### What the task asks
Repeat each entry word for word. Leave any images out of the copy.

### Raw data

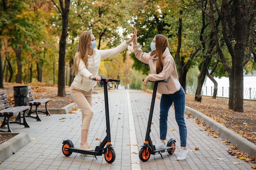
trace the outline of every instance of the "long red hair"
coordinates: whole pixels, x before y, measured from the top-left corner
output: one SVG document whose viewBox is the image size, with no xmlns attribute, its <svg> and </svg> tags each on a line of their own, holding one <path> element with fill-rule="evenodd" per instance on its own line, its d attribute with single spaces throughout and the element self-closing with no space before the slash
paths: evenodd
<svg viewBox="0 0 256 170">
<path fill-rule="evenodd" d="M 157 74 L 161 72 L 163 70 L 163 53 L 166 47 L 169 46 L 167 38 L 164 35 L 158 35 L 155 36 L 156 52 L 157 58 Z"/>
</svg>

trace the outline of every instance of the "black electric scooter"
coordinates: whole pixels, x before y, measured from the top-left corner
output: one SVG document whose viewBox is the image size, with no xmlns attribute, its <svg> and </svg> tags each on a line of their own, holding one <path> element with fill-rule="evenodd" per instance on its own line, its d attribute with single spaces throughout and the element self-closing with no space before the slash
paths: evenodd
<svg viewBox="0 0 256 170">
<path fill-rule="evenodd" d="M 143 80 L 143 81 L 144 81 L 144 80 Z M 148 159 L 149 159 L 151 154 L 156 155 L 160 154 L 162 159 L 164 159 L 161 154 L 162 153 L 167 151 L 170 155 L 172 155 L 174 152 L 175 149 L 176 149 L 175 146 L 175 142 L 176 142 L 176 141 L 175 139 L 172 138 L 169 140 L 165 149 L 156 149 L 155 145 L 153 145 L 152 144 L 152 142 L 150 138 L 150 133 L 151 131 L 150 128 L 151 122 L 152 121 L 152 118 L 153 117 L 153 111 L 154 110 L 155 101 L 155 100 L 157 85 L 159 82 L 168 82 L 168 81 L 164 80 L 159 81 L 149 81 L 154 83 L 154 84 L 145 142 L 143 145 L 140 146 L 142 147 L 142 148 L 140 149 L 139 153 L 139 159 L 143 162 L 146 162 L 148 161 Z"/>
<path fill-rule="evenodd" d="M 92 78 L 92 80 L 95 80 Z M 74 145 L 70 140 L 65 140 L 62 144 L 62 152 L 64 155 L 68 157 L 71 155 L 72 152 L 80 153 L 83 154 L 94 155 L 96 159 L 96 156 L 104 155 L 105 160 L 109 163 L 111 163 L 115 161 L 116 154 L 114 150 L 114 147 L 111 144 L 110 137 L 110 130 L 109 121 L 109 111 L 108 109 L 108 87 L 107 83 L 108 82 L 120 82 L 119 79 L 114 79 L 108 78 L 101 78 L 101 81 L 103 82 L 104 96 L 105 98 L 105 111 L 106 115 L 106 132 L 107 135 L 103 141 L 100 143 L 99 146 L 96 146 L 94 151 L 86 151 L 81 150 L 79 148 L 74 148 Z M 104 148 L 106 144 L 106 148 Z"/>
</svg>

### Result of the exercise
trace the outline of every instance of the "long red hair"
coordinates: whole pixels, x before y, measured from the top-left corner
output: one SVG document whose viewBox is the image size, with no xmlns attribute, its <svg> and </svg> tags each on a line of their own, holding one <path> element with fill-rule="evenodd" per instance on its own line, its d attribute with single spaces throughout and the element self-closing with no space before the slash
paths: evenodd
<svg viewBox="0 0 256 170">
<path fill-rule="evenodd" d="M 157 74 L 161 72 L 163 70 L 163 53 L 166 47 L 169 46 L 167 38 L 164 35 L 158 35 L 155 36 L 156 52 L 157 58 Z"/>
</svg>

trace the outline of every instance of the "black electric scooter"
coordinates: whole pixels, x before y, measured from the top-left corner
output: one SVG document whose viewBox is the image size, with no xmlns attribute, its <svg> and </svg> tags each on a line of their own, holding one <path> element with fill-rule="evenodd" per instance on its own line, its d attribute with single spaces throughout and the element self-closing with no space before the slash
paths: evenodd
<svg viewBox="0 0 256 170">
<path fill-rule="evenodd" d="M 143 80 L 143 81 L 144 81 L 144 80 Z M 148 159 L 149 159 L 151 154 L 156 155 L 160 154 L 162 159 L 164 159 L 161 154 L 162 153 L 167 151 L 170 155 L 172 155 L 174 152 L 175 149 L 176 149 L 175 146 L 175 142 L 176 142 L 176 141 L 175 139 L 172 138 L 169 140 L 165 149 L 156 149 L 155 145 L 153 145 L 152 144 L 152 142 L 150 138 L 150 133 L 151 131 L 150 128 L 151 122 L 152 121 L 152 118 L 153 117 L 153 111 L 154 110 L 155 101 L 155 100 L 157 85 L 159 82 L 168 82 L 168 81 L 164 80 L 159 81 L 149 81 L 154 83 L 154 84 L 145 142 L 143 145 L 140 146 L 142 147 L 142 148 L 140 149 L 139 153 L 139 159 L 143 162 L 146 162 L 148 161 Z"/>
<path fill-rule="evenodd" d="M 92 78 L 92 80 L 95 80 Z M 74 145 L 70 140 L 65 140 L 62 144 L 62 152 L 64 155 L 68 157 L 71 155 L 72 152 L 80 153 L 83 154 L 94 155 L 96 159 L 96 156 L 104 155 L 105 160 L 109 163 L 111 163 L 115 161 L 116 154 L 114 150 L 114 147 L 111 144 L 110 137 L 110 130 L 109 121 L 109 111 L 108 109 L 108 87 L 107 83 L 108 82 L 120 82 L 119 79 L 114 79 L 108 78 L 101 78 L 101 81 L 103 82 L 104 96 L 105 98 L 105 111 L 106 115 L 106 132 L 107 135 L 103 141 L 100 143 L 99 146 L 96 146 L 94 151 L 86 151 L 81 150 L 79 148 L 74 148 Z M 104 148 L 106 144 L 106 148 Z"/>
</svg>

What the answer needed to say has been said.